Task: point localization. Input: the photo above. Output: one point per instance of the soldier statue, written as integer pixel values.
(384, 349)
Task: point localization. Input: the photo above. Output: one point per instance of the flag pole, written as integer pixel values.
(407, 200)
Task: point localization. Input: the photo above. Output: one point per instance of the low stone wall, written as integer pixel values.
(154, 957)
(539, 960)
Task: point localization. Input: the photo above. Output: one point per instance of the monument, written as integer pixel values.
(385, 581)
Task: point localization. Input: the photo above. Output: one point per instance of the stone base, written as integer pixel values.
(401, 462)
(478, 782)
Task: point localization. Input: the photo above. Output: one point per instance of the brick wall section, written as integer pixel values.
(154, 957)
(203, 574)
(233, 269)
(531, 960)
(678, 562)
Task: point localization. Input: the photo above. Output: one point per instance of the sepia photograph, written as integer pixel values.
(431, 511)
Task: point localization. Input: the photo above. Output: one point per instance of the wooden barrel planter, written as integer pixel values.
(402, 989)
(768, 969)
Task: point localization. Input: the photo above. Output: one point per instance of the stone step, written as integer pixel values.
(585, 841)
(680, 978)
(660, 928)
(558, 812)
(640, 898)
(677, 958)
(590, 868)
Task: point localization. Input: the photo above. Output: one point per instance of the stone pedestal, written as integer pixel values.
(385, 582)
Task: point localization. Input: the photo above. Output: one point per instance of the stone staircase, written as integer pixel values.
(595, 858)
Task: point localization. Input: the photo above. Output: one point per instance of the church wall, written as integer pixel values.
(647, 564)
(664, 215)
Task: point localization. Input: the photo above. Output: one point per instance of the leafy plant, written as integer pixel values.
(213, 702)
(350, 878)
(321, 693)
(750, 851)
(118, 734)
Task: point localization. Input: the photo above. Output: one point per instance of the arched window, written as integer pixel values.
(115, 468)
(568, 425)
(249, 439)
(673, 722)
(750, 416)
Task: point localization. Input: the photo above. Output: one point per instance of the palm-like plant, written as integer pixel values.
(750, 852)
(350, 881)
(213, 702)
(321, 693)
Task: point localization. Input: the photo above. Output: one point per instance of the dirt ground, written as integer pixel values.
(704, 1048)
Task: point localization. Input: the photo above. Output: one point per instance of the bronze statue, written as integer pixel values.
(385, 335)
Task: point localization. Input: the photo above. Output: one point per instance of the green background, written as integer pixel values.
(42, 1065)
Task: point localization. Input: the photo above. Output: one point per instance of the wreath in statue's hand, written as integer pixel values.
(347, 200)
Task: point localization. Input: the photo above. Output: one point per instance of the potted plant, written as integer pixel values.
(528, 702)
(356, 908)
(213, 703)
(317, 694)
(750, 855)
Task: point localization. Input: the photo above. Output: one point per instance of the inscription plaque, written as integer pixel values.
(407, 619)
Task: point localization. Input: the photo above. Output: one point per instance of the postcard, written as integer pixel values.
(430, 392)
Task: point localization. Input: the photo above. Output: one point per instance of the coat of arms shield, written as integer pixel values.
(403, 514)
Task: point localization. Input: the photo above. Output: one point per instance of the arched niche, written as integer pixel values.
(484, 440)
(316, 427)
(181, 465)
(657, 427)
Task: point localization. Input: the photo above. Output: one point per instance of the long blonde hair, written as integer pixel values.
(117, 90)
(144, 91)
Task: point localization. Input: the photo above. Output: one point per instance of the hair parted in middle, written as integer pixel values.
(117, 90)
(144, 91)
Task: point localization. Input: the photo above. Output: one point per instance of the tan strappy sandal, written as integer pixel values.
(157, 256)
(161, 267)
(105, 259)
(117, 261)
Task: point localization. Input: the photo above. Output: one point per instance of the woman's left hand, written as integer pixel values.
______________________________
Please output the entire listing exactly as it stands.

▶ _Answer for this exercise_:
Task: point localization. Input: the photo above. Output: one point per instance of the soldier statue, written as integer pixel values.
(384, 349)
Task: point localization. Input: the photo above. Output: one point per instance of the flag pole, written as integer pixel values.
(407, 200)
Task: point localization. Input: the photo above. Output: one point per instance of the low stone wall, written as integer pixel values.
(154, 957)
(539, 960)
Task: point localization. Input: the photo above. Output: one point per instance of the monument, written as integer pixel values.
(385, 581)
Task: point localization. Input: the photo above. Output: one point per instance of the stone base, written as integer pixel values.
(401, 462)
(478, 782)
Task: point localization. Input: the photo above. Output: one point per instance of the brick wall section, written as integer pixel values.
(154, 957)
(203, 574)
(233, 269)
(531, 960)
(678, 562)
Task: point localization. Input: the photo above. Output: one point per instance of the sepia photograph, written as integer pixel values.
(431, 511)
Task: point localization. Input: the photo above. Output: one point per instance of the wooden barrel planter, written as integer pixel values.
(402, 989)
(768, 969)
Task: point localization. Input: the photo above. Output: one point per instance of the stone step, written as integer pixel values.
(585, 841)
(680, 978)
(660, 928)
(558, 812)
(640, 898)
(677, 958)
(590, 868)
Task: point localization. Input: the photo above. Output: one point per instance of the stone pedestal, written as integer pixel values.
(385, 582)
Task: point localization. Input: the photo above. Output: one point per instance of the stone staircase, written as integer pixel values.
(595, 858)
Task: point localization. Input: the photo above. Output: one point per instance of the church wall, written as integer pixel values.
(647, 564)
(664, 215)
Task: point localization. Input: the photo above. Output: one point per instance of the leafy plant, written as integer pixel values.
(213, 702)
(350, 878)
(321, 693)
(750, 851)
(118, 734)
Task: point localization. Input: the photo above. Output: one point per instance of the arched window, written as integer pixel values.
(115, 468)
(568, 425)
(249, 439)
(673, 722)
(750, 416)
Task: point localization. Input: the photo above. Output: one point per instance of the palm-like plant, written as integer pixel values.
(750, 852)
(350, 881)
(213, 702)
(321, 693)
Task: point localization. Input: the photo above. Output: one point per instance of the dirt ground, written as integer pixel values.
(704, 1048)
Task: point localization. Input: the photo above. Output: one point per instance of the bronze statue, written as integer pixel values.
(385, 335)
Task: point localization. Input: the photo above. Output: one point per instance of the green background, written as integer pixel values.
(42, 1065)
Task: point localization. Input: the photo above. Output: one point per instance of the wreath in statue's hand, written as integer pixel values.
(347, 200)
Task: point localization. Input: the photo above. Output: one point per instance of the potted plant, written as integer pixel values.
(528, 702)
(356, 908)
(213, 703)
(317, 694)
(750, 855)
Task: point localization. Input: the photo above. Output: one point per instance of the inscription plaque, written as integer pixel values.
(407, 619)
Task: point localization. Input: the photo above. Output: one point per instance of the postcard, written as integer pixel values.
(430, 392)
Task: point localization. Input: the photo above. Output: one point per instance of the coat of arms shield, written as integer pixel values.
(403, 514)
Task: point localization. Input: the photo above. Output: one point per instance of the arched niche, written as integer pixel values.
(484, 440)
(316, 427)
(181, 465)
(657, 427)
Task: point localization. Input: the photo above. Output: one point per instance of the long blonde hair, written as integer pixel values.
(117, 90)
(144, 91)
Task: point localization. Input: the photo above. Output: one point per instance of the hair parted in middle, written as integer pixel values.
(117, 90)
(144, 91)
Task: point localization. Input: the photo above. Output: one point per instance of the tan strappy sandal, written as integer pixel values.
(157, 256)
(161, 267)
(105, 259)
(117, 261)
Task: point localization. Input: the photo above. Output: one point per instance of the woman's left hand, written as integer pixel values.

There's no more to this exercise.